CHIMERA (Χίμαιρα, letteralm. "capra", Chimaera)
Mostro dell'antica mitologia greca, col corpo e la testa di leone, talvolta alato, la coda a forma di serpente e nel mezzo della schiena una testa di capra. Omero (Il., vi, 181-2) ed Esiodo (Theog., 321-2) narrano che Tifonne fu il padre e che Bellerofonte, sul cavallo alato Pegaso, l'affrontò e l'uccise. Alla forma solita del mostro, sopra descritta, si hanno alcune varianti: la testa di capra si trova sulla cima delle ali; invece della testa di capra, dalla schiena del leone esce mezzo corpo di capra. A volte nell'arte greca (ceramica protocorinzia) questo mostro ha anteriormente invece della testa leonina una testa umana. L'origine della Ch., in tutte le sue varanti, si è cercata in Asia, e confronti convincenti si sono trovati nell'arte del Luristan (v.). Nell'arte dell'Asia Anteriore antica sono infatti molto frequenti gli animali mostruosi, specialmente alati.
Assai numerose sono le rappresentazioni della Ch., sola o in lotta con Bellerofonte (v.), ma spesso l'iconografia non concorda con la tradizione poetica. In Etruria la prima forma della Ch. ha la testa di capra sulle ali del leone. Secondo la tradizione letteraria la Ch. "vomitava fuoco ardente", ma la statuaria a tutto tondo esclude la rappresentazione delle fiamme, mentre i rilievi in pietra e in terracotta, le pitture sui vasi e le monete vi si prestano perfettamente. In quanto al fuoco, la cerarnica rodia raffigura la Ch. con le fiamme uscenti da tutte e tre le teste; in quella corinzia, le fiamme escono dalla bocca del leone, mentre nelle ceramiche di Atene, Vulci, Ruvo, le fiamme escono dalla capra.

Dati forniti
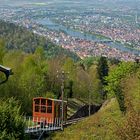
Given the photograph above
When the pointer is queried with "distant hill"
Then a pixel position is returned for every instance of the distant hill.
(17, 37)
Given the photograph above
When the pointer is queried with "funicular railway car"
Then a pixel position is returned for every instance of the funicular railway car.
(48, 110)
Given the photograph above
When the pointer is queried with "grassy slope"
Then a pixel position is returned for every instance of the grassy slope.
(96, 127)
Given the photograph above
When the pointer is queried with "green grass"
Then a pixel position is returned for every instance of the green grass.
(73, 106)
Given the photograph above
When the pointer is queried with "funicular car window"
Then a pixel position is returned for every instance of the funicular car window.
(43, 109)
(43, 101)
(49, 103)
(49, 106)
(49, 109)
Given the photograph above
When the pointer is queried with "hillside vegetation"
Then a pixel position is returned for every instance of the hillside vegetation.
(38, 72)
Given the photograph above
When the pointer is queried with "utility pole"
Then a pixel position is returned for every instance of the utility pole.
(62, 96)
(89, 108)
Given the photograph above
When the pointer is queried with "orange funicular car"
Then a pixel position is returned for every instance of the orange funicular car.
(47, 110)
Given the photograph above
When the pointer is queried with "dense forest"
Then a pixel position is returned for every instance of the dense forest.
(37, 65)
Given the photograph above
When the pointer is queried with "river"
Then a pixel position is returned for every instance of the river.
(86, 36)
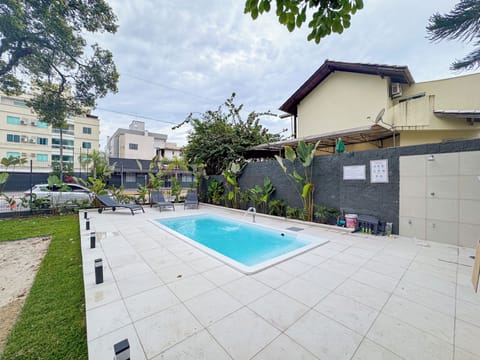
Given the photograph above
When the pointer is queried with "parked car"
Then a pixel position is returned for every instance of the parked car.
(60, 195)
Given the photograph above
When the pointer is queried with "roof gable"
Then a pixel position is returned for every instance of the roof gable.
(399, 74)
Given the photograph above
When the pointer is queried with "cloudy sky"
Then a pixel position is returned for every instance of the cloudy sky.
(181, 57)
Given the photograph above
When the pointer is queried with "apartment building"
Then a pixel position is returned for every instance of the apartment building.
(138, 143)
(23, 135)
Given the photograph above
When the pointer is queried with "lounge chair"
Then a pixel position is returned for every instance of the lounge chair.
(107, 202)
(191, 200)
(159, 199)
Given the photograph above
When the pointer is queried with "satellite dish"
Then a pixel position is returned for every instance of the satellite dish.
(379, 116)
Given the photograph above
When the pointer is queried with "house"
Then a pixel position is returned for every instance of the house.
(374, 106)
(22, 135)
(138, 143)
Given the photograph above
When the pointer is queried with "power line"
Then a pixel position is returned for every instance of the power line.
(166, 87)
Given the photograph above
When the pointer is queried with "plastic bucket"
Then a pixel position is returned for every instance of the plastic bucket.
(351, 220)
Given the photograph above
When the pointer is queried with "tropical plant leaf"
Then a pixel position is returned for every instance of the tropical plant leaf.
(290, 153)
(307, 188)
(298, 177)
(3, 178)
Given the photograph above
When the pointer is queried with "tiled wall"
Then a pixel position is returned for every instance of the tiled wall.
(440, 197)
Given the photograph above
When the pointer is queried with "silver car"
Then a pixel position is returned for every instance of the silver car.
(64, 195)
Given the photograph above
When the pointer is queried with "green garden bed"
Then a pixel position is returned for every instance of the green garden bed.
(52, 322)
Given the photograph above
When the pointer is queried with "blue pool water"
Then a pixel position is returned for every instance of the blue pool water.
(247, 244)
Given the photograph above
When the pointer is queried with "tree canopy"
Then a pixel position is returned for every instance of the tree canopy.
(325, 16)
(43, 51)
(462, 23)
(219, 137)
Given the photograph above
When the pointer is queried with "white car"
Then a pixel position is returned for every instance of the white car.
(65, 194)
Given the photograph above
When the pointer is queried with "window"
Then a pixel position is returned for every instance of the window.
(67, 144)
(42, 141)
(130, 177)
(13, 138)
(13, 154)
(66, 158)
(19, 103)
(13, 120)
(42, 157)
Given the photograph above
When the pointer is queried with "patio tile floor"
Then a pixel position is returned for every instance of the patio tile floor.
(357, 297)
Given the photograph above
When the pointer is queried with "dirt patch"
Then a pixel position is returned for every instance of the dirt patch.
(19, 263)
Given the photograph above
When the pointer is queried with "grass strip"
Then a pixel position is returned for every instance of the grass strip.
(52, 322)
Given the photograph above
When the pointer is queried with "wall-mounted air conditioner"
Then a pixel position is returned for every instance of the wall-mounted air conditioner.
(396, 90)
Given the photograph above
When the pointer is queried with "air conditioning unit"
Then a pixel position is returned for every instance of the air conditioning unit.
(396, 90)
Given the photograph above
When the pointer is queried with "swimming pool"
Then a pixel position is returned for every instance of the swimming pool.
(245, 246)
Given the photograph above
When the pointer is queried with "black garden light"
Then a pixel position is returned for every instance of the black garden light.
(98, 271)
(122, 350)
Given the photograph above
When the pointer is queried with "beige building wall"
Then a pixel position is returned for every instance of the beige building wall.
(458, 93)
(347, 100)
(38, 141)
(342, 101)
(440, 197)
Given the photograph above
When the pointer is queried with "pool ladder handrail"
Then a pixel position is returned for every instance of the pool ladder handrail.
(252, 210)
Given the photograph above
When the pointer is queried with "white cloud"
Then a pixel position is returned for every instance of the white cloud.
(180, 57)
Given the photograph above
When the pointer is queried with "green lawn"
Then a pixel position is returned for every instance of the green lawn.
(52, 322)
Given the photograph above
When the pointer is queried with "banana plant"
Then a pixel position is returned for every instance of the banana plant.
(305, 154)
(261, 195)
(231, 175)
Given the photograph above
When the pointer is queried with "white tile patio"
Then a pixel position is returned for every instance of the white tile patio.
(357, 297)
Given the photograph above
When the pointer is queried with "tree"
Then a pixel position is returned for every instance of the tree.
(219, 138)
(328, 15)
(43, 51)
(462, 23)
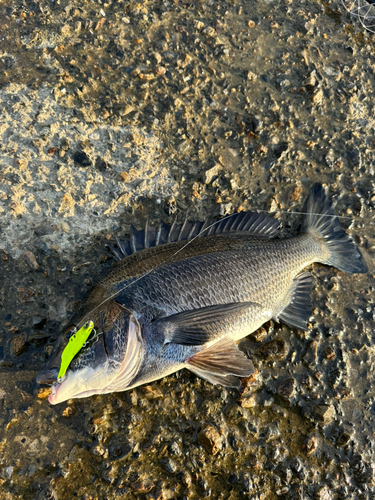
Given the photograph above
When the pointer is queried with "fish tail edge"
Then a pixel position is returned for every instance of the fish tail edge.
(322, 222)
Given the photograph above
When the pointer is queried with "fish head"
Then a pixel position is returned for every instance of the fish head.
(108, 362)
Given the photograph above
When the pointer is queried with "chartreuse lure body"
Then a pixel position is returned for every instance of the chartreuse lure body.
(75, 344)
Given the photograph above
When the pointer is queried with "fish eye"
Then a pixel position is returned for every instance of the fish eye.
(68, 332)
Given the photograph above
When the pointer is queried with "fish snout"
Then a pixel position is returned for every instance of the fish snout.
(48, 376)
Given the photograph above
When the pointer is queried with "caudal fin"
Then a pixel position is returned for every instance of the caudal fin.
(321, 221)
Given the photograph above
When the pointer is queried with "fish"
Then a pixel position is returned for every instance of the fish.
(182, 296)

Compito da svolgere
Ricopia senza cambiare nulla la parte della voce sulla Chimera che va da "Assai numerose sono" a "escono dalla capra.", estremi inclusi. Le righe non hanno niente a che vedere con la voce sulla Chimera.

Risposta
Assai numerose sono le rappresentazioni della Ch., sola o in lotta con Bellerofonte (v.), ma spesso l'iconografia non concorda con la tradizione poetica. In Etruria la prima forma della Ch. ha la testa di capra sulle ali del leone. Secondo la tradizione letteraria la Ch. "vomitava fuoco ardente", ma la statuaria a tutto tondo esclude la rappresentazione delle fiamme, mentre i rilievi in pietra e in terracotta, le pitture sui vasi e le monete vi si prestano perfettamente. In quanto al fuoco, la cerarnica rodia raffigura la Ch. con le fiamme uscenti da tutte e tre le teste; in quella corinzia, le fiamme escono dalla bocca del leone, mentre nelle ceramiche di Atene, Vulci, Ruvo, le fiamme escono dalla capra.